### Письменное задание 1
Определите, соответствуют ли отрывку о постановке оперы три утверждения: (a) постановка идёт уже 17 лет; (b) зал остался равнодушен к сцене с невестой у виселицы; (c) вторая сцена театра сравнивается с ларьком. На каждое ответьте «да» или «нет» и приведите решающие слова отрывка в точной цитате.
### Письменное задание 2
Продолжите отрывок о постановке оперы с того места, на котором он заканчивается.

### Фрагмент текста
┌────────

И она победно посмотрела на меня.
- Нет, то не Василёк, - ответил я, словами из оперы, и она опять начала комкать бумажку. Даже в таком плохом исполнении от этой сцены у людей наворачивались на глаза слёзы. Обезумевшая невеста, у которой на глазах немцы повесили жениха, ходила с плачем по деревне. Ходила деревенская девка в матросском костюме, в который её зачем-то нарядил идиот-постановщик, с плачем ходила вокруг виселицы и пела «нет, то не Василёк», и вместе с ней плакал весь зал. Какая уж тут ирония…
Если вы так не любите это всё, то зачем вы это ставите? Если так презираете то, за что через год после премьеры оперы миллионы советских людей шли на смерть, то зачем трогать это своими загребущими руками? Зачем, хихикая, превращать в фарс с идиотскими костюмами и декорациями музыку, искренне написанную большим композитором? Музыку, которая, несмотря на все ваши фиги в кармане и глум, всё равно цепляет людей. Цепляет – я это видел…
Цепляет, а потому никак не удаётся свести всё к продаже билетов и коммерческой выгоде. Оказывается, есть вещи, которые дороже любых денег, и в какую обёртку не пытаетесь вы их обернуть, ценник к ним всё равно не приклеивается, и не держит их прилавок – ломается.
Так вот я внутри чего! Я был внутри ларька. Квадратного, светящегося ларька, одного из тех, которые в своё время понастроили в нарушение всех писанных и неписанных правил. Эта вторая сцена некогда великого театра больше всего похожа на ларёк. Такая же квадратная, и такая же… бесстыдная, что ли. Так же готова торговать всем, от тампакса до сникерса, и от икон до советских орденов. Дешёвый ларёк чувствовался во всём. В том, что программка откровенно врёт относительно содержания оперы, и следует за попытками дегенератов-постановщиков перевернуть всё с ног на голову. В том, что не могли за 17 лет, которые идёт постановка, из этой программки повывести опечатки. В том, что один из самых дорогих по затраченным на постройку средствам театров мира оказался не в состоянии без подзвучки наполнить музыкой зал. В том, что в буфете театра всё намного профессиональнее, чем на его сцене. В том, что электрический искусственный свет никак не соответствовал привычным с детства представлениям о театре. В том, что атмосфера храма заменена на атмосферу бизнес-центра. И в том, как большие квадратные окна виделись снаружи, на квадратных некрасивых стенах этого ларька-переростка, торговавшего культурой.

└────────

### Предоставленные записи
┌────────

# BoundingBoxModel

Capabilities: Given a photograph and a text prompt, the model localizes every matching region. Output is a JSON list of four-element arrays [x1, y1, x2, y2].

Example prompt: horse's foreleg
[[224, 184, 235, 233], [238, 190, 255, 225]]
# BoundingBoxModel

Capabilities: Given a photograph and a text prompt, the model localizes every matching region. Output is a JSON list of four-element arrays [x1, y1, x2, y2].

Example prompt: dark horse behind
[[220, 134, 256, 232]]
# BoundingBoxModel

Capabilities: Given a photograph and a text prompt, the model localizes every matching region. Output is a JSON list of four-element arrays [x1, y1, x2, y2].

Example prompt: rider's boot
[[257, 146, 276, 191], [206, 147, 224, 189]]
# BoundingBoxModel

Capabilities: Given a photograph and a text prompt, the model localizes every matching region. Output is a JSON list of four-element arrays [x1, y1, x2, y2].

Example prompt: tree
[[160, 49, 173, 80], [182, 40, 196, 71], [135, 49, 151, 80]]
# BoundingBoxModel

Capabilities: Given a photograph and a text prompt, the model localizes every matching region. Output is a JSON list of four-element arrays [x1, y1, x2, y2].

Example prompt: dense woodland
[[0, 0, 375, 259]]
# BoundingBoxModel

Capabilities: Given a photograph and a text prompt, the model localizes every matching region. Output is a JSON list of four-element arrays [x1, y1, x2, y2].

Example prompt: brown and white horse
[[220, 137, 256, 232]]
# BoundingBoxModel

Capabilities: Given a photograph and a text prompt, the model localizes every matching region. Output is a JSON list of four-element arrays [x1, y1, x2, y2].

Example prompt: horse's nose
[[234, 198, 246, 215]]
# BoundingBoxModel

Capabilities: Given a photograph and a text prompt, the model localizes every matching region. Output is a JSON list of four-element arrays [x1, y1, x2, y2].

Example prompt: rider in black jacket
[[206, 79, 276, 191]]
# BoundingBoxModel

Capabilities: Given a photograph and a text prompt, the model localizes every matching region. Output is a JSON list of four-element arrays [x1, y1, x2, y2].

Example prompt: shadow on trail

└────────

### Результат 1
(a) Да: «не могли за 17 лет, которые идёт постановка, из этой программки повывести опечатки».
(b) Нет: «и вместе с ней плакал весь зал».
(c) Да: «Эта вторая сцена некогда великого театра больше всего похожа на ларёк».

### Результат 2
Когда в театре был спектакль, эти окна горели, и издалека казалось, что ларёк обвешан лампочками, как это частенько делают под Новый год коммерсы…
Партизаны победили. Как положено, как должно быть, как будет, - добро всегда побеждает зло. Похоронили павших. И принесли клятву верности народному делу.
И под торжествующую жизнеутверждающую музыку Прокофьева поднялся на возвышение командир партизанского отряда. Сцена потемнела, и из могил стали подниматься мёртвые красноармейцы. Были они бледно-зелёного цвета, и их живые товарищи в куклуксклановских колпаках и балахонах радостно приветствовали восставшую нежить и стали вместе делать странные телодвижения, подсмотренные режиссёром в голливудских фильмах про зомби. И то, что в книге Катаева было священной клятвой в верности Революции, то, что привлекло Прокофьева к этой повести, то для режиссёра было зовом злого некроманта. А те, кто для Прокофьева были героями, те у режиссера превратились в армию нежити, поднятую в бой злым колдуном.
А в финальной сцене вылезла из печного жерла голова. Большая  телесного цвета голова с подсветкой изнутри. Символ тоталитарного общества – бездушный молох. И заплясали вокруг него насекомообразные совки, одетые почему-то в китайские френчи времён Мао. Достали красные книжечки а-ля цитатники вождя. Что знает манкурт-постановщик про свою страну? Даже показать её может только через чужие образы. Своих нет, свои оплёваны и забыты…
Но плевать залу на постановщика. Аплодирует зал. Прокофьеву аплодирует. Катаеву. Семёну Котко, украинскому красному партизану. И самим себе: они ведь, - это мы и есть. Мы – это они, а не хихикающий постановщик, глумливо придумавший тоталитарную голову, вылезающую из сцены.
Кланяются певцы, выходит дирижёр на поклон.
- Ничего себе! Сам маэстро махал!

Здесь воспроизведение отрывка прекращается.